AIM OF THE EXERCISE — In the records below, find the line holding "One point belongs on each instance of the white wooden" and the line holding "One point belongs on each instance of the window pane.". Set down both, with every line between them, exactly.

LISTED RECORDS —
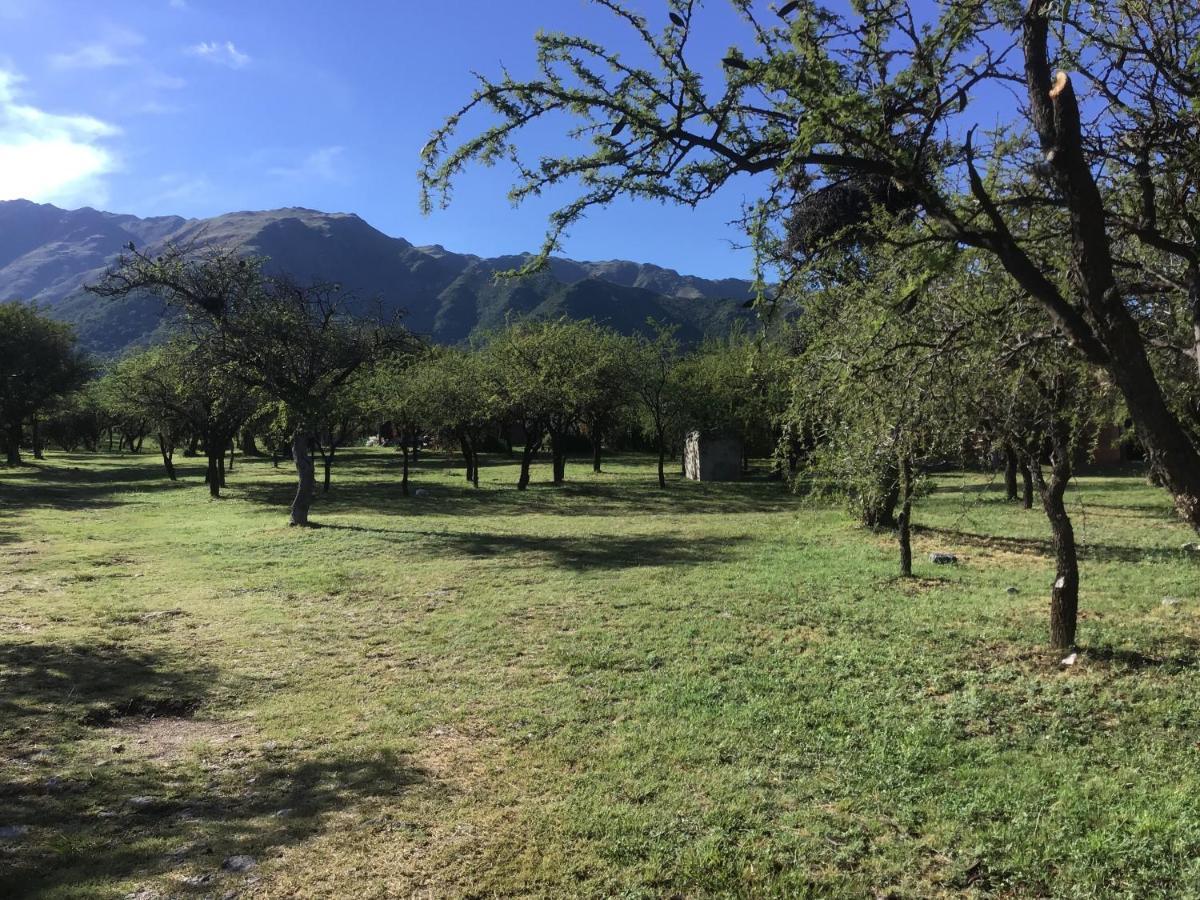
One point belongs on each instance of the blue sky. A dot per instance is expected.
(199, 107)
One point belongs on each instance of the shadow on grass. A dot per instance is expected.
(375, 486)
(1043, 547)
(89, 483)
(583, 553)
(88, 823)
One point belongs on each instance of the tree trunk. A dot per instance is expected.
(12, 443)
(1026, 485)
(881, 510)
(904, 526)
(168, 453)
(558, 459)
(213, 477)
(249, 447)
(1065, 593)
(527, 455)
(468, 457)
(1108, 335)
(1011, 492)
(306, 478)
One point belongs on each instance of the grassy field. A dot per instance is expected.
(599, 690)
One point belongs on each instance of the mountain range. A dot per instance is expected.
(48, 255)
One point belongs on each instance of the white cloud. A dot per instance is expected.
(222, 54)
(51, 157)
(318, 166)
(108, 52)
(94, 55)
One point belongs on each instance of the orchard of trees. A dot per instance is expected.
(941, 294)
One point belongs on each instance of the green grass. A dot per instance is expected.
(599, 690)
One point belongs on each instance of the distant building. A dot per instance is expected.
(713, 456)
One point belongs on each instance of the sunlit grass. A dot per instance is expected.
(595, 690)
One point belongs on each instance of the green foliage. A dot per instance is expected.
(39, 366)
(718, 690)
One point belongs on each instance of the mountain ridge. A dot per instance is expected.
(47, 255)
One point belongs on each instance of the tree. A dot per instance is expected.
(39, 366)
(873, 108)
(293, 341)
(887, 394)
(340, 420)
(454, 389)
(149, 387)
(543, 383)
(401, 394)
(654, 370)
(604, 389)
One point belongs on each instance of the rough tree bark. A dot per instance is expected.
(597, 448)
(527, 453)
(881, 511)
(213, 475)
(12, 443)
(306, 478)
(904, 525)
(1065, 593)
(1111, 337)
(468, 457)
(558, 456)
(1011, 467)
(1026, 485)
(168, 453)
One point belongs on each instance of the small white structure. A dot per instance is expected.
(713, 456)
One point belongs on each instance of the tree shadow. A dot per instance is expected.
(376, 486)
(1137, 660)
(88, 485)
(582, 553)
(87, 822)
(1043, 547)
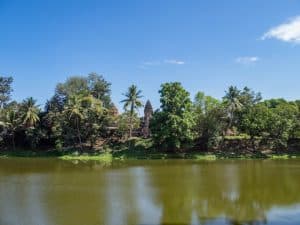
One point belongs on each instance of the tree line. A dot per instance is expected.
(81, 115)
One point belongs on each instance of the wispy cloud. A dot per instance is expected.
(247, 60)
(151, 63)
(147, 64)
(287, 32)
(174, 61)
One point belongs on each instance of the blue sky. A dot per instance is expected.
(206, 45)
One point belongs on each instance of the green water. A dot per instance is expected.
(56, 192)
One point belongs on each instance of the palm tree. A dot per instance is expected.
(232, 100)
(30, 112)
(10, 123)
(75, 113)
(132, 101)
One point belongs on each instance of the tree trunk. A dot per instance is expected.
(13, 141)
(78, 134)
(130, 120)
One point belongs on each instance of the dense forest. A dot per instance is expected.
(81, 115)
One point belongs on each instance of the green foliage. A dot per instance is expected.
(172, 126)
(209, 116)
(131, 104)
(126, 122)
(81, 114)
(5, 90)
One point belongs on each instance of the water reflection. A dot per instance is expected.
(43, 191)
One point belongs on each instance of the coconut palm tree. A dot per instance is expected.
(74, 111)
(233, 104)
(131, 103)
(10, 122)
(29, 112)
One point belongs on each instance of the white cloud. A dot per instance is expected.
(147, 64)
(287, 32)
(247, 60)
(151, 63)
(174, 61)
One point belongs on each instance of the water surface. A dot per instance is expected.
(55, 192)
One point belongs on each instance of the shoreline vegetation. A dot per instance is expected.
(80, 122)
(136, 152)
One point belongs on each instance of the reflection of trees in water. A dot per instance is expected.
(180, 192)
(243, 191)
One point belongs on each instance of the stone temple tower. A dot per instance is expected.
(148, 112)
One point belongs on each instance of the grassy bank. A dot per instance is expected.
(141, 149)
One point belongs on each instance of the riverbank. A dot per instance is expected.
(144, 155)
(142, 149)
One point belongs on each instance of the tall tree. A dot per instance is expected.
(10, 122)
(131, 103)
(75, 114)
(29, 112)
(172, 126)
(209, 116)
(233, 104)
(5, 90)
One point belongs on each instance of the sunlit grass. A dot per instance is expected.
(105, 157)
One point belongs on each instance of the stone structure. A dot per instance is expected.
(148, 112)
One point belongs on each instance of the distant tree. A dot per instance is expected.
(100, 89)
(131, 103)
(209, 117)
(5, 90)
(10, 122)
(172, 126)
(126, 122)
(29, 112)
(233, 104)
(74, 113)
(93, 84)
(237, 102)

---

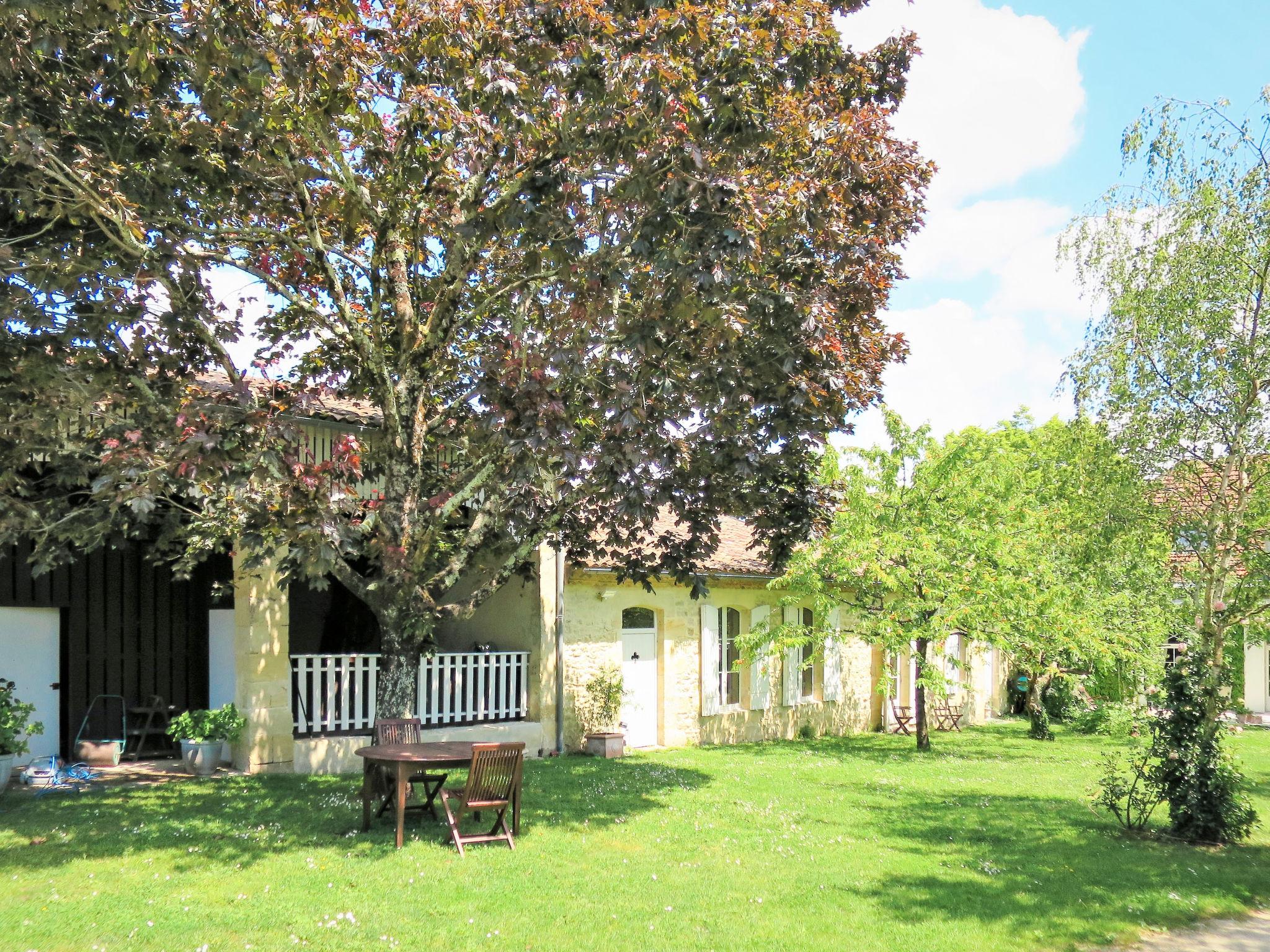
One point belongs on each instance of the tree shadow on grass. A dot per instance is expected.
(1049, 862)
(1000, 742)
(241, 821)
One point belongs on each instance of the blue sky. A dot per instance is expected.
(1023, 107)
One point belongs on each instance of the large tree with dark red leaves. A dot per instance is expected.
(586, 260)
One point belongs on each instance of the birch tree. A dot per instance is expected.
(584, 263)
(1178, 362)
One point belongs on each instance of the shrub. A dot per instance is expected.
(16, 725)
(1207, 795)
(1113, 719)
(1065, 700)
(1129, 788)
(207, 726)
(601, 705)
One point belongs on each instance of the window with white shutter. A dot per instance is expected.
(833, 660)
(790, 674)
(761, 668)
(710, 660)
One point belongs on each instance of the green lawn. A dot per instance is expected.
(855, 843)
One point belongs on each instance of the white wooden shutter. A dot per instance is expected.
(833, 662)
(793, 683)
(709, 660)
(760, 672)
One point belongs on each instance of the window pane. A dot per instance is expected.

EXERCISE SOLUTION —
One point belongs on each instance of the white wooden shutter. A dot per instance is expected.
(833, 662)
(793, 683)
(709, 660)
(760, 672)
One point belongs on each instance of the window pane. A dot per instance is expected.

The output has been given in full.